Data for this task.
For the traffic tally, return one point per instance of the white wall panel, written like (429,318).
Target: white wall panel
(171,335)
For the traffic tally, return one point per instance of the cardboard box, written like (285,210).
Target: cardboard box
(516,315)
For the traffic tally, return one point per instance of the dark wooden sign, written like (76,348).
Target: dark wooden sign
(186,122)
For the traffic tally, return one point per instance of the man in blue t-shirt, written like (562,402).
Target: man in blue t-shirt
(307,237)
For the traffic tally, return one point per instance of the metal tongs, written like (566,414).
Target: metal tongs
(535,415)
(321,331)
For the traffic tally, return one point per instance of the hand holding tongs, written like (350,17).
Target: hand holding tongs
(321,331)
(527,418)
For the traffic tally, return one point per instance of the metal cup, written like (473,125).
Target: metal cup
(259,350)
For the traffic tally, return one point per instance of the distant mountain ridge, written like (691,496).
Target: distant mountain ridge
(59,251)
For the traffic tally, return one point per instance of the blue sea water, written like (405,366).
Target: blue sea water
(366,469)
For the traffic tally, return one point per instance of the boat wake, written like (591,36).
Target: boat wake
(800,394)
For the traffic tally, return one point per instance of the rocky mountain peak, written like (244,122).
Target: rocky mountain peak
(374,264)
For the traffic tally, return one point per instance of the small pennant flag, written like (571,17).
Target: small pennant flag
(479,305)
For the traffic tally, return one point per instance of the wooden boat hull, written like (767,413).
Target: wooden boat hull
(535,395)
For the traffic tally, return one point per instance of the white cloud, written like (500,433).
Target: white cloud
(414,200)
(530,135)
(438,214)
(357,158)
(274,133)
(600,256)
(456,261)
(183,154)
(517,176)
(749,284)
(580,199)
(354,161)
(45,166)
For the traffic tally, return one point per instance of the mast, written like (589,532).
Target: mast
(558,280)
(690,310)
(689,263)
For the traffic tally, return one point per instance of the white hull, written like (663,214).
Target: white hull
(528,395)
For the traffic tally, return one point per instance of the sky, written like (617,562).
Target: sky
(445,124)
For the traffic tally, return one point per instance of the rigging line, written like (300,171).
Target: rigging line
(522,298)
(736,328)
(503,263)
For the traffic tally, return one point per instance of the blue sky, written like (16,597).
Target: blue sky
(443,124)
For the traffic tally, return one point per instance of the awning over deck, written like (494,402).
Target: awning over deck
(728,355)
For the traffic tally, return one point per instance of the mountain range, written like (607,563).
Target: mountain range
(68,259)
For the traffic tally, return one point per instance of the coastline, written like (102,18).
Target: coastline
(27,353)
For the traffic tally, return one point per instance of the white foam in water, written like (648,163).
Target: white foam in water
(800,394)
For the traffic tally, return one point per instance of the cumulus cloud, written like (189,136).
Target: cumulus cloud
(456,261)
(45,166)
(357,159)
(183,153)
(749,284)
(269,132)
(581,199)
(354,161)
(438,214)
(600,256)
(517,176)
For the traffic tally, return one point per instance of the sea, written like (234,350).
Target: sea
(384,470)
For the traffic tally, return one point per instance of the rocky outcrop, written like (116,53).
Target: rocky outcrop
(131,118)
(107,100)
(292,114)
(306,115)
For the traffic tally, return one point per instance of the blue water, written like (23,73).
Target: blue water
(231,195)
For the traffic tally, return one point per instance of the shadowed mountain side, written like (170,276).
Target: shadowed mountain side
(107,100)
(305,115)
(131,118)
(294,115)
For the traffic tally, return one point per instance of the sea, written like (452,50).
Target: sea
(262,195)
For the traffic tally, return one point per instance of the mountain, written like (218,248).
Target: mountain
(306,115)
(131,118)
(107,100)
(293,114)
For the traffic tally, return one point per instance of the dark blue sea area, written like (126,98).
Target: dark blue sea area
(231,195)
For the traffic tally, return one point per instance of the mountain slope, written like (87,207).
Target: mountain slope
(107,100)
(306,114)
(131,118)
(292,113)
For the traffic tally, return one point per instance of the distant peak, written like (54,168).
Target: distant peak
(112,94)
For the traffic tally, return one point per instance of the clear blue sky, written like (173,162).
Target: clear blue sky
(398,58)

Your assignment. Every line from the one containing "written like (23,73)." to the final line of the listing above should be set down exactly, with nothing added.

Result of this task.
For the traffic tally, return one point per instance of the blue water, written like (23,73).
Target: blue water
(231,195)
For the traffic tally, return one point per instance of the shadowed mountain side, written like (170,276).
Target: shadowed mountain side
(107,100)
(305,115)
(131,118)
(294,115)
For the traffic tally, return one point per instance of the sea, written like (452,50).
Target: sea
(262,195)
For the traffic tally, return one point per instance of the mountain, written like (218,248).
Target: mountain
(306,115)
(131,118)
(107,100)
(293,114)
For the traffic tally, return one point per instance of the dark blue sea area, written like (126,98).
Target: dark blue sea area
(231,195)
For the traffic tally, return one point per instance of the mountain slope, written like (87,207).
Target: mountain slope
(107,100)
(306,114)
(131,118)
(292,113)
For the traffic tally, return one point per instance of the distant peak, written like (54,168).
Target: distant peak
(112,94)
For the traffic tally, return one point per instance of the clear blue sky, written like (173,162).
Target: clear blue sky
(398,58)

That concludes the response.